Ziel der Übung: Fasse im Text über H&M und Christopher Wylie den Absatz, der mit „Bei H&M wird der 29-jährige“ beginnt, als kurze Stichpunktliste zusammen und behalte seine wesentlichen Fakten bei.

___ Vorliegender Auszug

Der Modekonzern Hennes & Mauritz AB möchte ein besseres Gefühl dafür bekommen, wie seine Kunden ticken. Dabei helfen soll ein Mann, den das schwedische Unternehmen vor kurzem eingestellt hat und der bekannt wurde, als er mit der Enthüllung des Datenschutz-Skandals Facebook mit Cambridge Analytica erschütterte und ernste Fragen darüber aufwarf, wie Technologie die menschliche Existenz prägt.

Bei H&M wird der 29-jährige Christopher Wylie dem Unternehmen helfen, Big Data und künstliche Intelligenz zu nutzen, um zu gewährleisten, dass der Modekonzern tatsächlich die Dinge entwirft, die Kunden wollen. Sollte dies erfolgreich sein, würde der ehemalige Whistleblower von Cambridge Analytica dazu beitragen, einige dringende Probleme von H&M zu beheben, z. B. die Lagerbestände in den Griff bekommen und letztendlich das Unternehmen profitabler zu machen.

"Wenn Sie besser verstehen, was die Leute gerne tragen und wie sie es tragen möchten, und wie sie sich beim Tragen fühlen möchten, werden Sie natürlich Einsichten gewinnen, wie Sie Ihre Kollektion modernisieren und aktualisieren können", sagte Wylie in einem Interview in der H&M-Zentrale in Stockholm.

Laut Wylie war Cambridge Analytica - ein politisches Beratungsunternehmen, das bei Donald Trumps Wahlkampf 2016 eingesetzt wurde - "eines der schlimmsten Beispiele dafür, wie Daten missbraucht werden können". Das Unternehmen hat im vergangenen Jahr unter der Last der Skandale den Betrieb eingestellt.

______
___ Rohe Einträge

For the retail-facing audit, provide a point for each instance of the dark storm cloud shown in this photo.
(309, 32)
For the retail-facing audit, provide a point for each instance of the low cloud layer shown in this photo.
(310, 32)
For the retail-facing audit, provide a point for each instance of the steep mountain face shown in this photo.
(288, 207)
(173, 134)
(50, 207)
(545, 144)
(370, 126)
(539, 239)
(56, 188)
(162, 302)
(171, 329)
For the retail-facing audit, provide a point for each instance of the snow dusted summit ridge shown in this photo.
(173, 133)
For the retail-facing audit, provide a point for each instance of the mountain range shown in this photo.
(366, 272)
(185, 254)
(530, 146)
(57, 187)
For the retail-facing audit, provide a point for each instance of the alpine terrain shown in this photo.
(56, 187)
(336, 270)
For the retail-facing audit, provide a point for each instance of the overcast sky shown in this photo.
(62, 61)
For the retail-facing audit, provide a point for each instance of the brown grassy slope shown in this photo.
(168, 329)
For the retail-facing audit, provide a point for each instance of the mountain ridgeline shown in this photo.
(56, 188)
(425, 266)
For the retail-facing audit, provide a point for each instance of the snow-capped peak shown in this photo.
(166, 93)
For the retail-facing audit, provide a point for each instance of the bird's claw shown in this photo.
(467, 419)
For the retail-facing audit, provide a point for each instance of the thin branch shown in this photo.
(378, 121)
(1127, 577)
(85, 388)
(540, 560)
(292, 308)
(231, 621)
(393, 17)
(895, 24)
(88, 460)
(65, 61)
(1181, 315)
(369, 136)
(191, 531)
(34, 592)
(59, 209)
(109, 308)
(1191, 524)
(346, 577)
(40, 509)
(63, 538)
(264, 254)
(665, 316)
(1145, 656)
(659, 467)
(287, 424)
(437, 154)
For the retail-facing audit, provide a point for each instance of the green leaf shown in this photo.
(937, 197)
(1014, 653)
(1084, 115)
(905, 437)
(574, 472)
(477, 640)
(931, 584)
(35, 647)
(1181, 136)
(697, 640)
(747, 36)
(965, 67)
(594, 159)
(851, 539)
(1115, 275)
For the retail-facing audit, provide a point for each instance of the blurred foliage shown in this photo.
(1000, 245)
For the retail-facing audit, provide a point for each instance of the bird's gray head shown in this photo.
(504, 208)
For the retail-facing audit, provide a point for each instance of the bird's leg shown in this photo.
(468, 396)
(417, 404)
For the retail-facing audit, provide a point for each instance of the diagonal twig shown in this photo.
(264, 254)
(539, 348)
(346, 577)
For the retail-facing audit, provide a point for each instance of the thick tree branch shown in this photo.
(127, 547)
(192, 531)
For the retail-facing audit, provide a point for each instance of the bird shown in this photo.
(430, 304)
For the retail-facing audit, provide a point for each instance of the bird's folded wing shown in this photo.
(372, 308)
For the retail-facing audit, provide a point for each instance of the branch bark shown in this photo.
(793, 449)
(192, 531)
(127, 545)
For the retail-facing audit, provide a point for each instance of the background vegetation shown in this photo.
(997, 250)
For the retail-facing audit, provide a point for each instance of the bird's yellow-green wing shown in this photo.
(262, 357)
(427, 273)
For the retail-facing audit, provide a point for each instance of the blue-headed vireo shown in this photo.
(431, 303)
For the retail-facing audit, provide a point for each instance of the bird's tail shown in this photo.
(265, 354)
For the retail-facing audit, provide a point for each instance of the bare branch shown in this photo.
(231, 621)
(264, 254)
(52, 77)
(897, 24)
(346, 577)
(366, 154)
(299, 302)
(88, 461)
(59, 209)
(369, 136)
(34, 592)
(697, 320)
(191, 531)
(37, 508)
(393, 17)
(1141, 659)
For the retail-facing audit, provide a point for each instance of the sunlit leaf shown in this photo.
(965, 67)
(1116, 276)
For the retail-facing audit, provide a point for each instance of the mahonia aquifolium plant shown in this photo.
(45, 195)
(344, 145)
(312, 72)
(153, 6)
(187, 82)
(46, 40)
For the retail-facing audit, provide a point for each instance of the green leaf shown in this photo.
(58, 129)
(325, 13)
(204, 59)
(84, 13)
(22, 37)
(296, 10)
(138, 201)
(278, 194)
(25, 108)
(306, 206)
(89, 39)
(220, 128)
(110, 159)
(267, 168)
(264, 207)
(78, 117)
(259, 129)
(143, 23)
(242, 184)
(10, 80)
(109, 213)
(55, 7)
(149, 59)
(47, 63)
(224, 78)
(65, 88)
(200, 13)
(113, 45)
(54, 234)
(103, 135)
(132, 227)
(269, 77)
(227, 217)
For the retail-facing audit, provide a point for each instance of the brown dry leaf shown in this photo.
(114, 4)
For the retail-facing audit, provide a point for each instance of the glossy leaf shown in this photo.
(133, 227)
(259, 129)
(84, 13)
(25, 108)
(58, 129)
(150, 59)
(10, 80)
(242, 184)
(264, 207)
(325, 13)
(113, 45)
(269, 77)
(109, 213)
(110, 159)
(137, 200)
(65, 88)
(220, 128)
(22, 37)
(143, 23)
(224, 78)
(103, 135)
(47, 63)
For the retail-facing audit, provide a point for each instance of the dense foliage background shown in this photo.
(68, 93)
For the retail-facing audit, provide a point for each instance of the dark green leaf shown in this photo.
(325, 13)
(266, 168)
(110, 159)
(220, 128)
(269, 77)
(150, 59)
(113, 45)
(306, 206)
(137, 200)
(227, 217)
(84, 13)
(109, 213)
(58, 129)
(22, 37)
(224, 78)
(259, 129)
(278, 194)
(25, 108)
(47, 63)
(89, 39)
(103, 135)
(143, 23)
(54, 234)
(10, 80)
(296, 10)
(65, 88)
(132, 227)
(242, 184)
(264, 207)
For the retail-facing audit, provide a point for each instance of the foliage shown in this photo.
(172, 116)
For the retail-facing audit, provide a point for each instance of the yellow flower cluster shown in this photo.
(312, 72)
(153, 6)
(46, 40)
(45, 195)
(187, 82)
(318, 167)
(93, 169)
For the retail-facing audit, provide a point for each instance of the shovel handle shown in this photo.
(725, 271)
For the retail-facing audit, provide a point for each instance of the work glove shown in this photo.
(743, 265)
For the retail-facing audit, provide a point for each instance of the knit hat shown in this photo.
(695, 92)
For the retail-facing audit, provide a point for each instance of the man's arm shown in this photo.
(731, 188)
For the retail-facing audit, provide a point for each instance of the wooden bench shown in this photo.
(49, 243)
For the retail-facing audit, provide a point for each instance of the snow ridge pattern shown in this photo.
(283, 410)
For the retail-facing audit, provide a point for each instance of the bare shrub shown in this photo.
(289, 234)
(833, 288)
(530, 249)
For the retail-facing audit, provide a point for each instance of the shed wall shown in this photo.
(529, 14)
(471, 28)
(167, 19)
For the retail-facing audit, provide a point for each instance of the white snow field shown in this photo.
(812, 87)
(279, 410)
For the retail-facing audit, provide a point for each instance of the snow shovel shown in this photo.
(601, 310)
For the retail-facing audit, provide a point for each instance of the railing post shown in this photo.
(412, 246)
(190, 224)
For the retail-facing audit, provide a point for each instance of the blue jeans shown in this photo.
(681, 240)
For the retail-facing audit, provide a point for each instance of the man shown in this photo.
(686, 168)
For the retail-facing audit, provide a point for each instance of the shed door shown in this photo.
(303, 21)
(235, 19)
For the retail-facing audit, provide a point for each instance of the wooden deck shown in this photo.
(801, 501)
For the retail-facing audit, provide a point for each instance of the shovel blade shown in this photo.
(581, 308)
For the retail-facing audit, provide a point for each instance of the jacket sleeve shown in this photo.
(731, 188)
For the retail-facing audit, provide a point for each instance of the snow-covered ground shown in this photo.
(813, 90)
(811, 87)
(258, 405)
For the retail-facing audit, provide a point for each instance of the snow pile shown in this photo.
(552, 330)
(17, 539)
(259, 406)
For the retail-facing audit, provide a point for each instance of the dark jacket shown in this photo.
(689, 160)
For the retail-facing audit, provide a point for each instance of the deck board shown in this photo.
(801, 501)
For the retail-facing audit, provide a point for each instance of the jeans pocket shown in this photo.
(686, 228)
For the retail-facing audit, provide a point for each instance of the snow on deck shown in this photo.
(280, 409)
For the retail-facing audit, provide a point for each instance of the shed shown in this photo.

______

Vollständige Antwort:
- Der 29-jährige Christopher Wylie soll H&M helfen, Big Data und künstliche Intelligenz zu nutzen.
- Damit soll gewährleistet werden, dass der Modekonzern tatsächlich die Dinge entwirft, die Kunden wollen.
- Bei Erfolg würde der ehemalige Whistleblower von Cambridge Analytica dazu beitragen, dringende Probleme von H&M zu beheben, etwa die Lagerbestände in den Griff zu bekommen.
- Letztlich soll das Unternehmen so profitabler werden.